### [Text provided]
>>>

The head of the National Audit Office was apparently the only candidate upon whom the 14 members of a specially convened selection committee at the school were able to agree. Now the trawl for a suitable replacement for Dr John Ashworth, who leaves in September, must begin anew.

Sir John's rejection of the post - one of the most prestigious in the British university system - is doubly embarrassing because the present director earns only pounds 88,616 plus the use of a Georgian house in Islington. If Dr Ashworth, who has no firm plans for the future, was asked to stay on he could reasonably demand an enormous pay rise.

When the school's governing court endorsed Sir John's appointment last December its members were assured that he had agreed to take the job if it were offered. But this week he announced his decision in a brief letter to Sir Peter Parker, chairman of the court.

"I deeply appreciate the honour and privilege of the invitation to be director of LSE. But after the fullest consideration I must decline . . . I am sorry if I have caused you difficulties in the past few weeks," he wrote.

Colleagues say Sir John, 62, simply enjoys his work, is happy with his pounds 90,000 salary and does not want to move. In any case, the LSE job would mean retirement after a five-year term while his present post offers a job for life.

Sir Peter is said to have spent weeks negotiating the post with Sir John. Unusually, staff say that head-hunters were not used in the selection process though they may have to be in the renewed hunt for a director.

Various possible replacements have been discussed, some more seriously than others, though there have been no formal applicants.

Raymond Seitz, former American ambassador to London, was mentioned as a possible successor but was apparently too busy. George Walden, the disaffected former Conservative education minister, would be thought a good catch by some.

<<<

### [Supplied records]
>>>

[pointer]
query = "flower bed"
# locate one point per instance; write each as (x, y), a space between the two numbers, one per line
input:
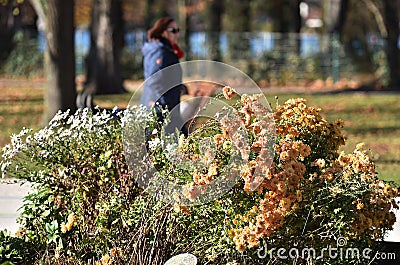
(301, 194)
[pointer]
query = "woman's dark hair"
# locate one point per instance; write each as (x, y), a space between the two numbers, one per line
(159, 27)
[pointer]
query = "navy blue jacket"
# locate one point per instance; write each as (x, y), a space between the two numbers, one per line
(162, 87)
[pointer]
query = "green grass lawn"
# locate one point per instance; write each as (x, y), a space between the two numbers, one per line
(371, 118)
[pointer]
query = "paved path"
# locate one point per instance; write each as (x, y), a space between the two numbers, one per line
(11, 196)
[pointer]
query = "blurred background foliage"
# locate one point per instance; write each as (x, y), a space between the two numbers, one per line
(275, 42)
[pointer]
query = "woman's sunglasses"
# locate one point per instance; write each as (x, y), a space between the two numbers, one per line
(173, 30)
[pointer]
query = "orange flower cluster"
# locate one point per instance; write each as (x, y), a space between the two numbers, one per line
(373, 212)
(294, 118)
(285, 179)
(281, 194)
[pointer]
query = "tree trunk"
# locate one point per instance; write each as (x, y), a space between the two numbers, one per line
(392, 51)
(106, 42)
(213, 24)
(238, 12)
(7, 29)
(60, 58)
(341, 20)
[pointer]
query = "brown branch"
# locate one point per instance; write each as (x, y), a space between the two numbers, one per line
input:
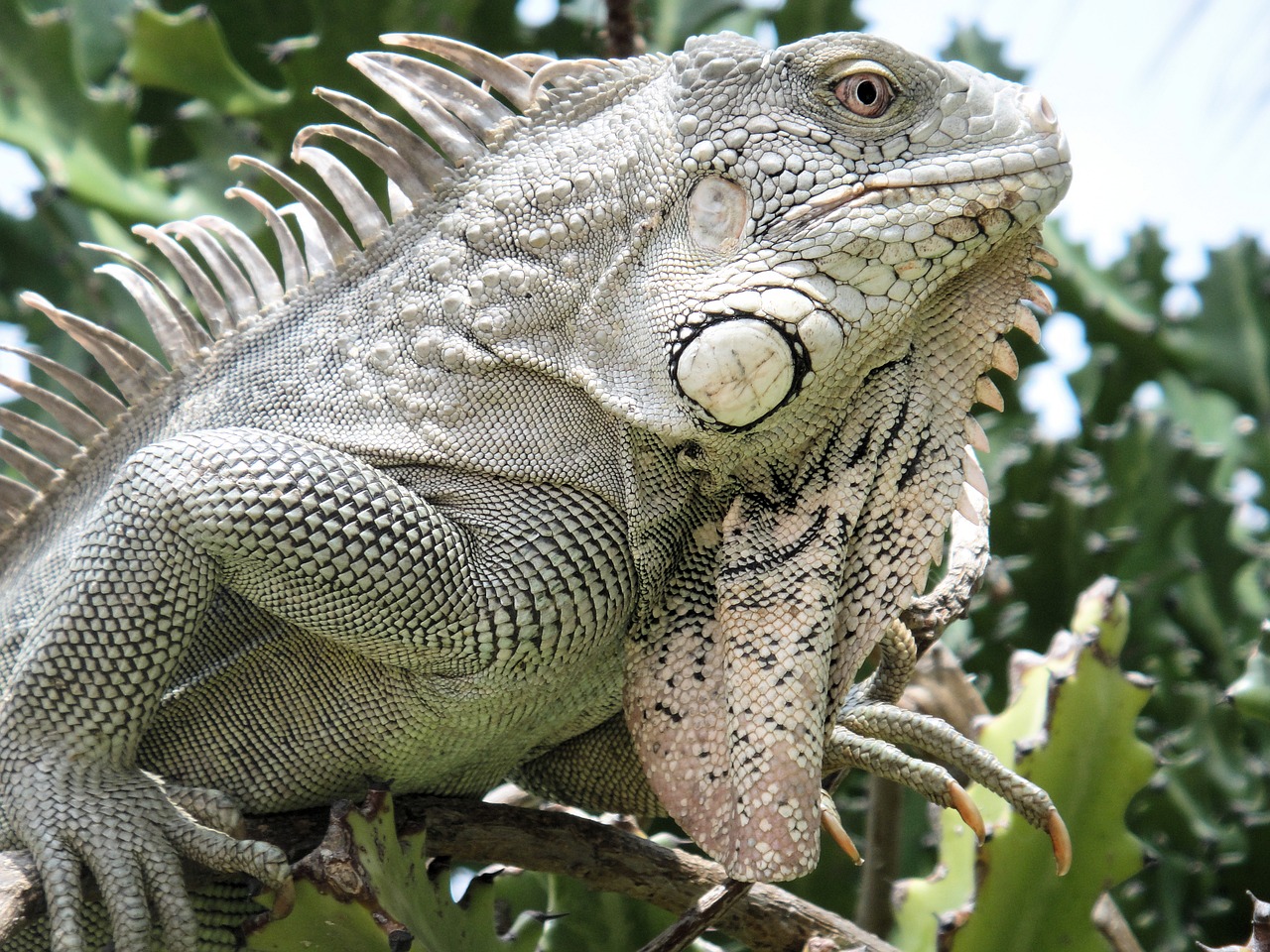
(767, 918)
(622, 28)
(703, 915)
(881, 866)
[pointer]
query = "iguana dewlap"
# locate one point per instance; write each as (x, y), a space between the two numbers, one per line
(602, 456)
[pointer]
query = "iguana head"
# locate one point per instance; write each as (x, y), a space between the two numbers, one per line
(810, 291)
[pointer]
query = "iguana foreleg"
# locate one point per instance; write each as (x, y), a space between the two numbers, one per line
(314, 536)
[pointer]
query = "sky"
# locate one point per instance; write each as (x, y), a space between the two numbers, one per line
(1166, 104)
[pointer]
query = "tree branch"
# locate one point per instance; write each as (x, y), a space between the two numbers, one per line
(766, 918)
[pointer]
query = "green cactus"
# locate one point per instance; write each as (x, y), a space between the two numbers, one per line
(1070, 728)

<<<

### [Task instructions]
Pick up the text on the LSE's search for a new director after its last sentence and continue it.

### [Exercise output]
But there will be no shortage of applicants. Even after government funding cuts the large number of foreign students at LSE will boost its reserves and the director will not have to face too many budget problems.

Other names which have been mentioned include Alan Budd, chief economic adviser at the Treasury, and Nick Stern, chief economist at the European Bank for Reconstruction and Development, but no decision will be made before the school's court meets in three weeks' time.

Dr Ashworth recently wrote in the Independent that he was leaving because of the university system's refusal to face up to its problems, but yesterday he did not think his job would be hard to fill.

"I am sure there will be hundreds of people who want the job. It might not be as good as it could be but it is certainly better than most," he said.

Contenders for the succession

Dr John Ashworth

Present director of LSE. His six-year term ends in September. No definite plans for the future. Former Salford University vice-chancellor and Professor of Biology at Essex. Failed to introduce top-up fees at LSE and to buy County Hall as its new home.

George Walden

MP for Buckingham. Disaffected former minister, who will quit Parliament at the next election. No links with LSE, but was an education minister in 1984-87. Not afraid of controversy - recently called for reintroduction of direct-grant schools.

Raymond Seitz

Senior managing director with the merchant bankers Lehman Brothers. Former American ambassador to UK. Floated for LSE job but said to be not interested. Member of the great and good, he is a trustee of the National Gallery.

Alan Budd

Chief economic adviser to Treasury. Former Professor of Economics at the London Business School. Denies he has been approached by LSE and says he is happy where he is. A graduate of the LSE. There have been rumours he might leave the Treasury next year when he turns 60.